Погулять двадцать минут с собаками, размышляя о сюжетных линиях, или сказать себе, что гулять некогда, а потом позвонить сестре и пожаловаться, что я живу не своей жизнью?
Отдать всю драму бумаге или же отдаться ей, чтобы она помешала мне писать?
Один из моих любимых фильмов – «Двадцатый век»[13]. Джон Бэрримор там играет безжалостного театрального импресарио. И всякий раз, когда кто-нибудь переходит ему дорогу, Бэрримор шипит: «Вот крысеныш… Захлопну железную дверь».
Когда железная дверь захлопнута, человек или задача перестают для него существовать. Остается исключительно задача театральной постановки, над которой он в ту минуту размышлял. Другими словами, он безжалостный и сознательный эгоист.
То же самое можно сказать и про мое правило оставлять драму бумаге. Это практика творческой самодостаточности, благодаря которой роскошь отдельной комнаты становится вопросом удобства, но не необходимости.
– У нее сорок восемь часов, чтобы извиниться передо мной, а не то…
– Уверена, все наладится. Вы взрослые люди.
– Он нет!
– Она нет!
– Хм. Мне пора писать.
И на этом я отправляюсь на встречу с чистой страницей. Я захлопываю железную дверь. Отказываюсь вмешиваться в чужие выяснения отношений, если только это не служит моим личным целям. Я делаю, что говорю: спихнули на меня драму – и ее, и вас перенесу на бумагу.

**ЗАДАЧА**
Проверьте, согласуются ли с отрывком выше три утверждения, и на каждое ответьте «да» или «нет», дословно приведя решающие слова отрывка.
1. Бэрримор в фильме играет театрального критика.
2. Правило оставлять драму бумаге делает отдельную комнату вопросом удобства, а не необходимости.
3. После слов «Мне пора писать» следует встреча с чистой страницей.

[Данные для обнаружения объектов]
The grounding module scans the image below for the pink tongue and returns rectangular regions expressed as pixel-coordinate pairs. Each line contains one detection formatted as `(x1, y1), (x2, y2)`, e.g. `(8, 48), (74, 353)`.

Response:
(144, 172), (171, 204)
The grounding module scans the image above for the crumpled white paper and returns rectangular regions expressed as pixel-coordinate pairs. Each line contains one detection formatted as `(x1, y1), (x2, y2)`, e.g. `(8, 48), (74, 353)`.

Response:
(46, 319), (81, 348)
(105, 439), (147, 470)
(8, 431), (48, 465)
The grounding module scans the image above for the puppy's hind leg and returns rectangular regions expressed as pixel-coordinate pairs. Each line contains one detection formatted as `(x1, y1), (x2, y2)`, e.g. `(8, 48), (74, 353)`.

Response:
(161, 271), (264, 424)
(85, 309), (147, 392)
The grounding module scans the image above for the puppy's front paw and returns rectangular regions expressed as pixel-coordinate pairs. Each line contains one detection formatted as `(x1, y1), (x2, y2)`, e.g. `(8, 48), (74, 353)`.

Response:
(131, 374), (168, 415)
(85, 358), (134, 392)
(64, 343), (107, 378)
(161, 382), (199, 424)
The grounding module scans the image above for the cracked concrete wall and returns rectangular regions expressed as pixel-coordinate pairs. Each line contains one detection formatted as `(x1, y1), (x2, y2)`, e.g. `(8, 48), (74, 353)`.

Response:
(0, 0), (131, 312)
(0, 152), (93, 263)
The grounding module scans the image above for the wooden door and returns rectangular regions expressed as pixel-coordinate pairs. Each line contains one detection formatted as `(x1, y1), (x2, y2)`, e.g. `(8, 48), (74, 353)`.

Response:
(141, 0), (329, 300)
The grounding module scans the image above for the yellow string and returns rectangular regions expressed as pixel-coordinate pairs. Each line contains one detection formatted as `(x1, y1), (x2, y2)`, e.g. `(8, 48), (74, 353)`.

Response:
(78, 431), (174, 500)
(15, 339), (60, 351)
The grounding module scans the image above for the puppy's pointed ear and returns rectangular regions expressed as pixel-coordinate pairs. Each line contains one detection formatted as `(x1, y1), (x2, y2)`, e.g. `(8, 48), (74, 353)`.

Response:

**ПРАВИЛЬНЫЙ ОТВЕТ**
1. Нет: «Джон Бэрримор там играет безжалостного театрального импресарио».
2. Да: «роскошь отдельной комнаты становится вопросом удобства, но не необходимости».
3. Да: «И на этом я отправляюсь на встречу с чистой страницей».